### [Action item]
Reproduce the listing in full. Keep every character unchanged.

============================================================

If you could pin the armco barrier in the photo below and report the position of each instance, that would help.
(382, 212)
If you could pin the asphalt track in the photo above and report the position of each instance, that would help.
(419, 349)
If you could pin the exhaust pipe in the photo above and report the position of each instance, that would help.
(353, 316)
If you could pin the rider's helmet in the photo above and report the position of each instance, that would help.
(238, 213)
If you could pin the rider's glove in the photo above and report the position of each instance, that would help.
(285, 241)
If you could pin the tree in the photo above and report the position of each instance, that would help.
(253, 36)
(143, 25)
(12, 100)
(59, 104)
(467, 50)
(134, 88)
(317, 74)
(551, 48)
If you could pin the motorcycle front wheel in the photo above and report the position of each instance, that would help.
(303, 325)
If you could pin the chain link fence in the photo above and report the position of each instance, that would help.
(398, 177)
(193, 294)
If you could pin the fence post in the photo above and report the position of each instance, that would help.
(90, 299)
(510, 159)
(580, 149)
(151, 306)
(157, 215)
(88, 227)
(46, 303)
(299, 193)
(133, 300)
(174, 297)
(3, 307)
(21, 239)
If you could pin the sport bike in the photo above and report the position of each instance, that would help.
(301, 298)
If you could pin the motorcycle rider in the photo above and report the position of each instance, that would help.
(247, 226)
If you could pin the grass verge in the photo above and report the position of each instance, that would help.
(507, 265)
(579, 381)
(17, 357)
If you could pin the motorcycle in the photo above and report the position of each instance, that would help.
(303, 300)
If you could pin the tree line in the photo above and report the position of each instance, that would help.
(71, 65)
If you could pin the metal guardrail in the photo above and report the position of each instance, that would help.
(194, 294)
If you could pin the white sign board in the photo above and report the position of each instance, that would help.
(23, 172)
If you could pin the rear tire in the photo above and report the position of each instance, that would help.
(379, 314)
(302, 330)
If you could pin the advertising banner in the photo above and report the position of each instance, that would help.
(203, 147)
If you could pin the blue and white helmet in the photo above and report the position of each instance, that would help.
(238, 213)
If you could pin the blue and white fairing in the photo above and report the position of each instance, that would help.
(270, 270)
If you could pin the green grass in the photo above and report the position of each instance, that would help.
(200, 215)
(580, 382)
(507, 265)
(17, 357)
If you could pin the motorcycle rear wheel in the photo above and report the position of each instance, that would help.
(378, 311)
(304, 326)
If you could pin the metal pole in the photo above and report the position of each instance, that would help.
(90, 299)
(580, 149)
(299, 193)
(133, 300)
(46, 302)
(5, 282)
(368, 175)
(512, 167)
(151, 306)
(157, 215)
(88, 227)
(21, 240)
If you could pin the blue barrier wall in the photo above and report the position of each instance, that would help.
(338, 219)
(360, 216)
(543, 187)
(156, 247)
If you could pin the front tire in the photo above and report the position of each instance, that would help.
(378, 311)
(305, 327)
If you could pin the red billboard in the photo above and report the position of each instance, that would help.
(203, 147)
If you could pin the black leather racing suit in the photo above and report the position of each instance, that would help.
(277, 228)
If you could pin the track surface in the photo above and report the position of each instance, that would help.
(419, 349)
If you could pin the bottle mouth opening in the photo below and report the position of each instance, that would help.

============================================================

### [Exercise result]
If you could pin the armco barrier in the photo below and report the position of each instance, that would help.
(382, 212)
If you could pin the asphalt track in the photo above and report the position of each instance, that would help.
(419, 349)
If you could pin the exhaust pipe in the photo above and report the position of each instance, that would help.
(353, 316)
If you could pin the rider's helmet in the photo above and report the position of each instance, that would help.
(238, 213)
If you could pin the rider's glove in the photo above and report the position of each instance, that would help.
(285, 241)
If you could pin the tree in the photo above and report the position of each instance, that would help.
(253, 36)
(143, 25)
(12, 100)
(59, 104)
(467, 50)
(134, 88)
(317, 74)
(551, 48)
If you could pin the motorcycle front wheel in the photo above and report the position of each instance, that would help.
(303, 325)
If you could pin the chain link fence in the photo above and report the position of each instance, that would help.
(398, 177)
(193, 294)
If you could pin the fence post in the photo above and report the position of each instance, that would help.
(90, 299)
(510, 159)
(580, 149)
(151, 306)
(157, 215)
(88, 227)
(46, 303)
(299, 193)
(133, 300)
(174, 297)
(3, 307)
(21, 239)
If you could pin the sport bike in the photo above and report the position of each instance, that would help.
(301, 298)
If you could pin the motorcycle rider in the photo above and report the position of each instance, that would help.
(247, 226)
If you could pin the grass verge in the photo above and report the position of each instance, that would help.
(507, 265)
(579, 381)
(17, 357)
If you could pin the motorcycle in the photo above and report the position of each instance, that would help.
(303, 300)
If you could pin the tree line in the photo above and report the position of each instance, that would help.
(71, 65)
If you could pin the metal guardrail in the photo above and report the position of each instance, that would help.
(194, 294)
If you could pin the white sign board in the photo above and report the position of each instance, that would help.
(23, 172)
If you could pin the rear tire in the photo above and report the position of each instance, that would help.
(379, 314)
(302, 330)
If you could pin the advertising banner in the photo above and report the position of each instance, that would help.
(203, 147)
If you could pin the blue and white helmet in the photo above and report the position of each instance, that would help.
(238, 213)
If you could pin the blue and white fairing in the photo above and report the position of each instance, that would help.
(270, 270)
If you could pin the green grass in the photo above and report the position of each instance, that would help.
(200, 215)
(580, 382)
(507, 265)
(17, 357)
If you could pin the motorcycle rear wheel in the photo above and report the position of each instance, that would help.
(378, 311)
(304, 326)
If you could pin the metal pole in the photo above and report the position of each instance, that would help.
(90, 299)
(580, 149)
(299, 193)
(133, 300)
(46, 302)
(5, 282)
(368, 175)
(512, 167)
(151, 306)
(157, 215)
(88, 227)
(21, 240)
If you could pin the blue barrier wall in the photo above and report the position of each instance, that would help.
(338, 219)
(360, 216)
(543, 187)
(156, 247)
If you could pin the front tire in the photo above and report the position of each instance, that would help.
(378, 311)
(305, 327)
If you could pin the red billboard in the photo above and report the position of each instance, that would help.
(203, 147)
If you could pin the black leather racing suit in the photo above and report the position of each instance, that would help.
(277, 228)
If you could pin the track surface in the photo above and report the position of each instance, that would help.
(419, 349)
If you could pin the bottle mouth opening in the photo below and report the position of each instance, that would help.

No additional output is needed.